_THE TASK_.
Copy, from the data below, every line that has "jacket" in it.

Natural-language object grounding data:
◆ ◆ ◆ ◆

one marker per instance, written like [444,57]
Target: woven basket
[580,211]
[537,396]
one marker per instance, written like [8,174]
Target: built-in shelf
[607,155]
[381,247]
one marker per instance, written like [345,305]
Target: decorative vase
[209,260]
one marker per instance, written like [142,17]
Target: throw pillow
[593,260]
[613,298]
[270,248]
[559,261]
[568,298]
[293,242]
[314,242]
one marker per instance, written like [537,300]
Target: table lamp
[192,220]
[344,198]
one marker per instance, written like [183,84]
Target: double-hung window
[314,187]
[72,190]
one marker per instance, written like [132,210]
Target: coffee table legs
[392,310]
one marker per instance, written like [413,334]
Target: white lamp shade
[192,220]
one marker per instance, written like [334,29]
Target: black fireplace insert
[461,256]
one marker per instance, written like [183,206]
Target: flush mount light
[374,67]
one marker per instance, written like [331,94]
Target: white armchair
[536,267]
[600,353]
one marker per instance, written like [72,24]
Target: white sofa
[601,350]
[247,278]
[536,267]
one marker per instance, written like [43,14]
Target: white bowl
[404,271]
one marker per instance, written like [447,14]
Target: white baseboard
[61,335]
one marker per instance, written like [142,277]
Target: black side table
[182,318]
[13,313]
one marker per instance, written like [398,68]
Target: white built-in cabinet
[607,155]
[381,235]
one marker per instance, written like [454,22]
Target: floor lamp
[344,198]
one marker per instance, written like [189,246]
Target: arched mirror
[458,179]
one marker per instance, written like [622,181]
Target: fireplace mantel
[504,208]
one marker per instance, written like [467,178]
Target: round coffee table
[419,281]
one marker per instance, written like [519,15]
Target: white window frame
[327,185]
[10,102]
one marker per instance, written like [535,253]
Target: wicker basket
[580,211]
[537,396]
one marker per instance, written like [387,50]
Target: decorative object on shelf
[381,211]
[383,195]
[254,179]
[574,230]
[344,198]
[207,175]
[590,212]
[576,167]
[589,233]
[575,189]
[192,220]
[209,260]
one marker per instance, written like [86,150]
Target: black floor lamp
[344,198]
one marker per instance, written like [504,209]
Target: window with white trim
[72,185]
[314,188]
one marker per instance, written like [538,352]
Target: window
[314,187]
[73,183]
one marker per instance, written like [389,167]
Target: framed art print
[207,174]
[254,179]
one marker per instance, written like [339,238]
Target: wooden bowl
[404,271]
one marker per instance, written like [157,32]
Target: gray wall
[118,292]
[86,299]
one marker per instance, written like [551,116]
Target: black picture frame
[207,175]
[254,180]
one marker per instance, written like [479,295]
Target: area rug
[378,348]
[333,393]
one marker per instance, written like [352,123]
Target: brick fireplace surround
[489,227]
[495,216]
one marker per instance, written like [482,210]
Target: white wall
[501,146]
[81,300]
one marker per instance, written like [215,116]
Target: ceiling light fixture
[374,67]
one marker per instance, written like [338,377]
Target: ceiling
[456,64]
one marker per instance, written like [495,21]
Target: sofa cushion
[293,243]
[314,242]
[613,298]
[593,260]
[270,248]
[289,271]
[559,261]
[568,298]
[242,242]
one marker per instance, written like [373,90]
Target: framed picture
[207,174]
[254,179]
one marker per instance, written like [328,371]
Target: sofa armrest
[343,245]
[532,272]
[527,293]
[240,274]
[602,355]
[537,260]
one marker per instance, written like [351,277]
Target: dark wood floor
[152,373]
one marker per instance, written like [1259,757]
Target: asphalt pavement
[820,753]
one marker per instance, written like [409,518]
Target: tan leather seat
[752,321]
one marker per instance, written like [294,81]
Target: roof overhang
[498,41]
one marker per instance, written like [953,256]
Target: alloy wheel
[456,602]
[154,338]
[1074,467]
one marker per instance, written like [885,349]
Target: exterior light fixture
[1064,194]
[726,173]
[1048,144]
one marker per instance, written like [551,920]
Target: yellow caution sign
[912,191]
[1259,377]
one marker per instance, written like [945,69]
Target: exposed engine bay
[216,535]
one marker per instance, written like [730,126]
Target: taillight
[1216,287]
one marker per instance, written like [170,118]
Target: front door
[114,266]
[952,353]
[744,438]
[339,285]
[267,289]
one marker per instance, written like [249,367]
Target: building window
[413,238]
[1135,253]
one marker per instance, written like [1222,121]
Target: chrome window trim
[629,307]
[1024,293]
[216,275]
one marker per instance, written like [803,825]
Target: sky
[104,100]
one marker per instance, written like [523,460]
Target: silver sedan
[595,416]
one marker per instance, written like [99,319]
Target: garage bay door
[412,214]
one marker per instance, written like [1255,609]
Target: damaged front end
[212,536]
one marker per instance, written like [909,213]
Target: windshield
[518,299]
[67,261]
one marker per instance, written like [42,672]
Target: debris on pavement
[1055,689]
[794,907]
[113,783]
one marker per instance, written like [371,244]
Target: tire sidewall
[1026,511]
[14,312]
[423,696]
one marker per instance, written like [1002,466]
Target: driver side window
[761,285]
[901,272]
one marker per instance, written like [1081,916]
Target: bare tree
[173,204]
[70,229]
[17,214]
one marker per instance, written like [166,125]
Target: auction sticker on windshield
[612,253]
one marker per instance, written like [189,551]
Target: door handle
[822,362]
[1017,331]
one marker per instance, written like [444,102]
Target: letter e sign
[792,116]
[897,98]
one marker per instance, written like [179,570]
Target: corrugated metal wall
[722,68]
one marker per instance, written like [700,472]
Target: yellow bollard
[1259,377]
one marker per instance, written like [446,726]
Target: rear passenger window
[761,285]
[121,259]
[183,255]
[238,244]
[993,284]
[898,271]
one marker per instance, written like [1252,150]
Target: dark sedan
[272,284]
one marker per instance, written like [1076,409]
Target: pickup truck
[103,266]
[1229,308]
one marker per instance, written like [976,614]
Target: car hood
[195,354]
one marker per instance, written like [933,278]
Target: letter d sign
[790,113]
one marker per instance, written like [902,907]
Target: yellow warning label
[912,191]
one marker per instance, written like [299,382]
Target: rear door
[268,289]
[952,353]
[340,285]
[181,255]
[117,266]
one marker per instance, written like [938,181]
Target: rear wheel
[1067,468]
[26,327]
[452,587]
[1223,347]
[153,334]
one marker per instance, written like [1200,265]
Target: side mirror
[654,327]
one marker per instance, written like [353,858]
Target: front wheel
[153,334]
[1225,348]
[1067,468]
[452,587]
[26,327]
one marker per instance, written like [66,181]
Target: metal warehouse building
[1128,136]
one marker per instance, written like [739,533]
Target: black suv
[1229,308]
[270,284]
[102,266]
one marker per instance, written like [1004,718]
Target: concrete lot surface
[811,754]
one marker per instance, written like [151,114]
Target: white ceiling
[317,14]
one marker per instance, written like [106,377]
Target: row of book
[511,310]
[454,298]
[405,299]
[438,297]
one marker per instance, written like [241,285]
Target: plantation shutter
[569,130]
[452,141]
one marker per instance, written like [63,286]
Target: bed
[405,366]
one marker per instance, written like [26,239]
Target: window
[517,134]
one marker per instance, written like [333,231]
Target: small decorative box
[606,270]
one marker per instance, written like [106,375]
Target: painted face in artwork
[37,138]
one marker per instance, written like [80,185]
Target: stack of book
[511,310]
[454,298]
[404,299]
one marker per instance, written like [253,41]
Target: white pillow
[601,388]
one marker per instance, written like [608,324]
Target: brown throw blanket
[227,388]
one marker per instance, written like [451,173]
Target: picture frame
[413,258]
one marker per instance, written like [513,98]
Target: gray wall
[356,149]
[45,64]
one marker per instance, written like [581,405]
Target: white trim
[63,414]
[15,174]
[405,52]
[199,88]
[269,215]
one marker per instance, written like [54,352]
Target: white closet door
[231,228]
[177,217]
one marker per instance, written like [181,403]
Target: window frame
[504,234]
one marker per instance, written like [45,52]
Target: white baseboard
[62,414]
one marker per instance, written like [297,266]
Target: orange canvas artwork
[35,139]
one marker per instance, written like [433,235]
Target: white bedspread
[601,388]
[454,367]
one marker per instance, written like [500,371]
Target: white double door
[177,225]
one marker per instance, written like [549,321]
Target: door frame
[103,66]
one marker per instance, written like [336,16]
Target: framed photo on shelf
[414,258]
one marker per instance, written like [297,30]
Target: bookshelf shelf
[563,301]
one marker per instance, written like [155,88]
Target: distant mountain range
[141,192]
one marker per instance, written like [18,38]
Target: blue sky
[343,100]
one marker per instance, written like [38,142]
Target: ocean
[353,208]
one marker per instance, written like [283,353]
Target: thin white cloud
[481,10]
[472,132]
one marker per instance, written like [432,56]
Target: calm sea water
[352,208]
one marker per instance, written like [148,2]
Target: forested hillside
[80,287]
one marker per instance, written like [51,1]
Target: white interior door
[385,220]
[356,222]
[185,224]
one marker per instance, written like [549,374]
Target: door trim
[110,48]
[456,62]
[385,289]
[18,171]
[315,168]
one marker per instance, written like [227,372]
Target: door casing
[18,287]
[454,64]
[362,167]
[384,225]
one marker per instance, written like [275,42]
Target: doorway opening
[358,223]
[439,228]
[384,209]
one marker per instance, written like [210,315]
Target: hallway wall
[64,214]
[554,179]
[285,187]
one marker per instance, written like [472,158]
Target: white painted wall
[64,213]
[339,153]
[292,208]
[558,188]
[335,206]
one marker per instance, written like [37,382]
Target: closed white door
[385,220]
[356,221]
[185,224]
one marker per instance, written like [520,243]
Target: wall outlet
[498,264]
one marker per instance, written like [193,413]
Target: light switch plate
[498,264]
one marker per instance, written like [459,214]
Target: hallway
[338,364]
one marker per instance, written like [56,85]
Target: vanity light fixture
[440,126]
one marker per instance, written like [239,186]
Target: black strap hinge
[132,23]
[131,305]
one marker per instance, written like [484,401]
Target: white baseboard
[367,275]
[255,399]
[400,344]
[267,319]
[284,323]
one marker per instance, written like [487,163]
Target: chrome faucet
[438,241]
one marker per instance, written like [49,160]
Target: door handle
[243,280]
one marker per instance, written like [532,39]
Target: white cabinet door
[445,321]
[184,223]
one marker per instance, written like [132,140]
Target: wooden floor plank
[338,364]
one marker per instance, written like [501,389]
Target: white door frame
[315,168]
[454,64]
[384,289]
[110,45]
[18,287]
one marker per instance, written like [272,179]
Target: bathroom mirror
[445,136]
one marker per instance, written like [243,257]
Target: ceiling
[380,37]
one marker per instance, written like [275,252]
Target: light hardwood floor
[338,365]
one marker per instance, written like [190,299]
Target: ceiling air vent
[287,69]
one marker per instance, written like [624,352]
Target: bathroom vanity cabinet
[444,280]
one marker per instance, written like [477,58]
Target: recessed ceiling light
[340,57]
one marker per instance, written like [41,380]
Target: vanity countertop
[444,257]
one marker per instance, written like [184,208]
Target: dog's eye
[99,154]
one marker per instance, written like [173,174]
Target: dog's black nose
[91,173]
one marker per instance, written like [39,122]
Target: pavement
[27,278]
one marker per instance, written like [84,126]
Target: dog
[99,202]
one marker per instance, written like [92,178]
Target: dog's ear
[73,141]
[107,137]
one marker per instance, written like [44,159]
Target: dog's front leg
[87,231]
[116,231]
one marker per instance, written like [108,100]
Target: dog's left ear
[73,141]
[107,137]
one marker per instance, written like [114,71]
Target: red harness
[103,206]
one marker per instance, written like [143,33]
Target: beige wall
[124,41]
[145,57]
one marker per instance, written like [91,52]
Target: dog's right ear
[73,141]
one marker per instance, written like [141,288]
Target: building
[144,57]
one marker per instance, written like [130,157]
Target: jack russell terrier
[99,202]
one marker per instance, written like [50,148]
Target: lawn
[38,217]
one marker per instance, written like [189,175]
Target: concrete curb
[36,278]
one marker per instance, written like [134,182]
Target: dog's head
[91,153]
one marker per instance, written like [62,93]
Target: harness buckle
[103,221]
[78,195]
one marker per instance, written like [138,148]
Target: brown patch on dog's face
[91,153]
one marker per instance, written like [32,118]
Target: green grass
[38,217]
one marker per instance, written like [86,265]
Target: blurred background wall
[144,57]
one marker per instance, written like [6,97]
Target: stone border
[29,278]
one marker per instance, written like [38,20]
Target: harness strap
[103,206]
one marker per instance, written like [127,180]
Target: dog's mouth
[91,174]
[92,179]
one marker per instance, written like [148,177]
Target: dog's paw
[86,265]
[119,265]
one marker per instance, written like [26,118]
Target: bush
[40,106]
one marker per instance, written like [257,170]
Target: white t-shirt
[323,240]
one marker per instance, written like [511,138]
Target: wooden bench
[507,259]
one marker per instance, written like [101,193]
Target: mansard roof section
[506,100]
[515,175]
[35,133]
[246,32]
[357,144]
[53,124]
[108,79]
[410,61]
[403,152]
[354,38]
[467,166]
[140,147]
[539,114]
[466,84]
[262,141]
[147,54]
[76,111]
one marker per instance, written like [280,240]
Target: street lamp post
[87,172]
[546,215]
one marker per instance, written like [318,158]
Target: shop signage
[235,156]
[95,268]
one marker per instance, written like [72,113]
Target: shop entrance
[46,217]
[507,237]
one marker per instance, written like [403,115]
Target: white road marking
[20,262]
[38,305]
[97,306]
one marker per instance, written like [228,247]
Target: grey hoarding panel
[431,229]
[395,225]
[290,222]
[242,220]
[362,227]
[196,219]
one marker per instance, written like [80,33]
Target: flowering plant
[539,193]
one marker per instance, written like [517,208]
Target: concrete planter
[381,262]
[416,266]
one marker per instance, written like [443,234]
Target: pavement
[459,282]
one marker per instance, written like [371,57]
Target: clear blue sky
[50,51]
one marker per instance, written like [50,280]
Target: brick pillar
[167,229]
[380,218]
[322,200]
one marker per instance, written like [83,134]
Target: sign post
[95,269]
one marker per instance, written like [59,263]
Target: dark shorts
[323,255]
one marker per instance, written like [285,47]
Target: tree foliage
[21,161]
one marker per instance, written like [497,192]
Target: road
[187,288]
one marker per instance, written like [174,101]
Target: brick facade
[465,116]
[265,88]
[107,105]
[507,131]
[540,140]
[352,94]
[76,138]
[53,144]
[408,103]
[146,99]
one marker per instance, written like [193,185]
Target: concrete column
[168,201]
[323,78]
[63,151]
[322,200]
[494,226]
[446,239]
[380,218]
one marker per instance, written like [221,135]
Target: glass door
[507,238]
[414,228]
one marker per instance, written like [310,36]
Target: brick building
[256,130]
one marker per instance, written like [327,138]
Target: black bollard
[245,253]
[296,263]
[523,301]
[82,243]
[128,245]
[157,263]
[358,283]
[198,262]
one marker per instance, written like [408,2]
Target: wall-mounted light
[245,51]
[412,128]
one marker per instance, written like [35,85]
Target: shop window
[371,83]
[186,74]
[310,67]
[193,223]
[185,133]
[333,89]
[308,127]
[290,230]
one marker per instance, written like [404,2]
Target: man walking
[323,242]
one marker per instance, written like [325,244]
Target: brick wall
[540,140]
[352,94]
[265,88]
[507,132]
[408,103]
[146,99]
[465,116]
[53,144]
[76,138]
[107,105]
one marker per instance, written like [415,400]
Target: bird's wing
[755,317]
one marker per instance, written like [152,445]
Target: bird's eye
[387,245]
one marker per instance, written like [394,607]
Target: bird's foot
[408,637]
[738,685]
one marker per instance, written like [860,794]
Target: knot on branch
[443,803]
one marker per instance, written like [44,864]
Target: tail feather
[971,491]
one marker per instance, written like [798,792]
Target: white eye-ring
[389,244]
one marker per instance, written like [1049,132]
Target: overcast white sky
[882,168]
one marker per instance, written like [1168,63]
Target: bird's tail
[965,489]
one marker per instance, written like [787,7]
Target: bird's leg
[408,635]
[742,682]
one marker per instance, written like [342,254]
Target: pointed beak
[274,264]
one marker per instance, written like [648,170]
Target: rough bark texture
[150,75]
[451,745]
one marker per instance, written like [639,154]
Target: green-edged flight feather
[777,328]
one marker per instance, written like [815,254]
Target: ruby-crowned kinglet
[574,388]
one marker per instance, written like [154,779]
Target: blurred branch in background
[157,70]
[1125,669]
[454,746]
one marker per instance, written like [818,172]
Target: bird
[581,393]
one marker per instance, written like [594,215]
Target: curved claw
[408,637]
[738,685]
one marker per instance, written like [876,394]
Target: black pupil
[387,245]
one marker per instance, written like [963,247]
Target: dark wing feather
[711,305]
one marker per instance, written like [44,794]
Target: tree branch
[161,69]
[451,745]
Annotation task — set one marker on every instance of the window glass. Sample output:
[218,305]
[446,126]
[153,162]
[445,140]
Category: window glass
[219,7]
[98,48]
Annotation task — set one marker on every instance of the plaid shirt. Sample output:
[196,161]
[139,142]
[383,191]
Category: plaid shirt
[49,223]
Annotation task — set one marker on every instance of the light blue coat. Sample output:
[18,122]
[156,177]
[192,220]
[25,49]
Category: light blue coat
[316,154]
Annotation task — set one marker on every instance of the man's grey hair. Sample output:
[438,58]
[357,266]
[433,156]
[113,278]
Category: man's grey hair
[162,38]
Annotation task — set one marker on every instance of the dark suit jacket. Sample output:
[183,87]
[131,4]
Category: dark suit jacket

◆ ◆ ◆ ◆

_ANSWER BOX_.
Annotation task — set one marker on every instance of the dark suit jacket. Sample output:
Category: dark suit jacket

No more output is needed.